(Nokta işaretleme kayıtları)
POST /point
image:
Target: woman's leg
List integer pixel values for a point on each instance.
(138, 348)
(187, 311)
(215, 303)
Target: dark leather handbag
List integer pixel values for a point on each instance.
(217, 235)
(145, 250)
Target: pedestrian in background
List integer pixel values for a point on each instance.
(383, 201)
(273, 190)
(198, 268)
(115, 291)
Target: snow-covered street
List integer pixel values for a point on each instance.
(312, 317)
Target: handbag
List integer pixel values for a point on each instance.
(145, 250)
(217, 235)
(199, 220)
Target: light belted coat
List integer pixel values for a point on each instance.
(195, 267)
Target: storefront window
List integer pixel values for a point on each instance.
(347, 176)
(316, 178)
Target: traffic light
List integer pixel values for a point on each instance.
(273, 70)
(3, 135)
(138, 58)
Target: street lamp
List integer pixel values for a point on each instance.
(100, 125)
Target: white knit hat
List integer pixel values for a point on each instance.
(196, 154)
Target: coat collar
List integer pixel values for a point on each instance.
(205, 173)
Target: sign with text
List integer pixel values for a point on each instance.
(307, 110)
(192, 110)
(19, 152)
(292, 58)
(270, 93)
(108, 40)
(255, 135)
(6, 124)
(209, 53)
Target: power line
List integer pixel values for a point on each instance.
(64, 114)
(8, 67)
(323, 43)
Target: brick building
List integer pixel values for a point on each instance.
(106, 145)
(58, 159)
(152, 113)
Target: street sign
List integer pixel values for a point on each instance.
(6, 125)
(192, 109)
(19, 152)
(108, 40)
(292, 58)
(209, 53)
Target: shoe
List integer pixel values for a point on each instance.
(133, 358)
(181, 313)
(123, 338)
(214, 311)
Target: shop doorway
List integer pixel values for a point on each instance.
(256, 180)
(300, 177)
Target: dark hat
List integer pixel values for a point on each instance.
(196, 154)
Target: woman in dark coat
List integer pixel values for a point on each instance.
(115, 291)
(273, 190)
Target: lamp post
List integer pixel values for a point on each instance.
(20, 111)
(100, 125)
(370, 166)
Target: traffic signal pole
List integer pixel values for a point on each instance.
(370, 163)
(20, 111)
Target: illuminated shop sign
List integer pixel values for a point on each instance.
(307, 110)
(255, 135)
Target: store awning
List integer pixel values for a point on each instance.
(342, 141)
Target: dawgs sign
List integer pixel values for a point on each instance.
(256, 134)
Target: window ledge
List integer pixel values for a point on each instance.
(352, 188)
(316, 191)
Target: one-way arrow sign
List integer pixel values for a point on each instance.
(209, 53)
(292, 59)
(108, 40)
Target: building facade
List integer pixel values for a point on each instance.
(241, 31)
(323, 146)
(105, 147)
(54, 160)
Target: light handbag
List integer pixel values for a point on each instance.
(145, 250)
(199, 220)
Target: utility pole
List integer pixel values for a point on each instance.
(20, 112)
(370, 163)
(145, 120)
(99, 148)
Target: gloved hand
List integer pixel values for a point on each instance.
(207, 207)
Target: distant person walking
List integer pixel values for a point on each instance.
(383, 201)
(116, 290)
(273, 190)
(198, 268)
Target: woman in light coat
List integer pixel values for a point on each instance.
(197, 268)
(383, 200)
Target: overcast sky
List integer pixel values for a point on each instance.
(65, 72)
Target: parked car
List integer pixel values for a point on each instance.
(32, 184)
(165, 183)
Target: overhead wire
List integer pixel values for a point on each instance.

→ Yapılacak iş
Yukarıdaki satırların tamamını yeniden yazın ve geçtiği her yerde "integer pixel values" ifadesini "integer pixel coordinates" ile değiştirin. Başka hiçbir şeyi değiştirmeyin.

→ Sonuç
POST /point
image:
Target: woman's leg
List integer pixel coordinates for a point on each instance.
(138, 348)
(187, 311)
(215, 303)
Target: dark leather handbag
List integer pixel coordinates for a point on each instance.
(217, 235)
(145, 250)
Target: pedestrian in background
List integer pixel coordinates for a point on each instance.
(383, 201)
(273, 190)
(198, 268)
(115, 291)
Target: snow-covered street
List integer pixel coordinates for a point on each instance.
(312, 317)
Target: handbag
List integer pixel coordinates for a point on each instance.
(145, 250)
(217, 235)
(199, 220)
Target: light belted coat
List integer pixel coordinates for a point on each instance.
(195, 267)
Target: storefront window
List integer pixel coordinates for a point on each instance.
(347, 176)
(316, 178)
Target: traffic light
List integer pixel coordinates for a point on each instance.
(273, 70)
(3, 135)
(138, 58)
Target: street lamp
List integer pixel coordinates for a point on each instance.
(100, 125)
Target: white knit hat
List integer pixel coordinates for a point on each instance.
(196, 154)
Target: coat collar
List integer pixel coordinates for a point on each instance.
(205, 173)
Target: sign with text
List integer pixel coordinates for a point on each instance.
(307, 110)
(192, 110)
(19, 152)
(292, 58)
(270, 93)
(108, 40)
(255, 135)
(6, 124)
(209, 53)
Target: power line
List integer pixel coordinates for a point on each instance.
(64, 114)
(8, 67)
(323, 43)
Target: brick building
List integer pixel coordinates for a point on each instance.
(106, 145)
(58, 159)
(152, 113)
Target: street sign
List integer pixel coordinates for a point on each instance.
(6, 125)
(192, 109)
(19, 152)
(108, 40)
(292, 58)
(209, 53)
Target: shoe
List integer pixel coordinates for a point on each instance.
(133, 358)
(181, 313)
(123, 338)
(214, 311)
Target: shop doorway
List integer pixel coordinates for a point on each instance.
(256, 180)
(300, 177)
Target: dark hat
List integer pixel coordinates for a point on each instance.
(196, 154)
Target: woman in dark coat
List integer pixel coordinates for a point on each instance.
(115, 291)
(273, 190)
Target: lamp post
List integer pixel coordinates for a point on each instance.
(20, 111)
(100, 125)
(370, 166)
Target: traffic signal pole
List integer pixel coordinates for a point on each instance.
(370, 163)
(20, 111)
Target: illuminated shop sign
List integer pixel coordinates for a point on each instance.
(307, 110)
(255, 135)
Target: store awning
List integer pixel coordinates for a point on each instance.
(342, 141)
Target: dawgs sign
List integer pixel coordinates for a point on each instance.
(256, 134)
Target: window ledge
List integer pixel coordinates for a point on each instance.
(352, 188)
(316, 191)
Target: one-way arrow sign
List integer pixel coordinates for a point on each instance.
(209, 53)
(292, 59)
(108, 40)
Target: building facade
List integer pixel coordinates for a point on each instance.
(241, 31)
(323, 146)
(105, 147)
(54, 160)
Target: light handbag
List integer pixel coordinates for a point on each instance.
(145, 250)
(199, 220)
Target: utility pole
List integer pixel coordinates for a point on each instance.
(20, 112)
(370, 163)
(145, 120)
(99, 148)
Target: gloved hand
List integer pixel coordinates for a point on each instance.
(207, 207)
Target: distant person walking
List integer pixel coordinates for a point on each instance.
(383, 201)
(116, 290)
(273, 190)
(198, 268)
Target: woman in light coat
List integer pixel coordinates for a point on each instance.
(197, 268)
(383, 200)
Target: overcast sky
List integer pixel coordinates for a point on each instance.
(65, 72)
Target: parked car
List integer pixel coordinates for a point on each instance.
(32, 184)
(165, 183)
Target: overhead wire
List integer pixel coordinates for a point on each instance.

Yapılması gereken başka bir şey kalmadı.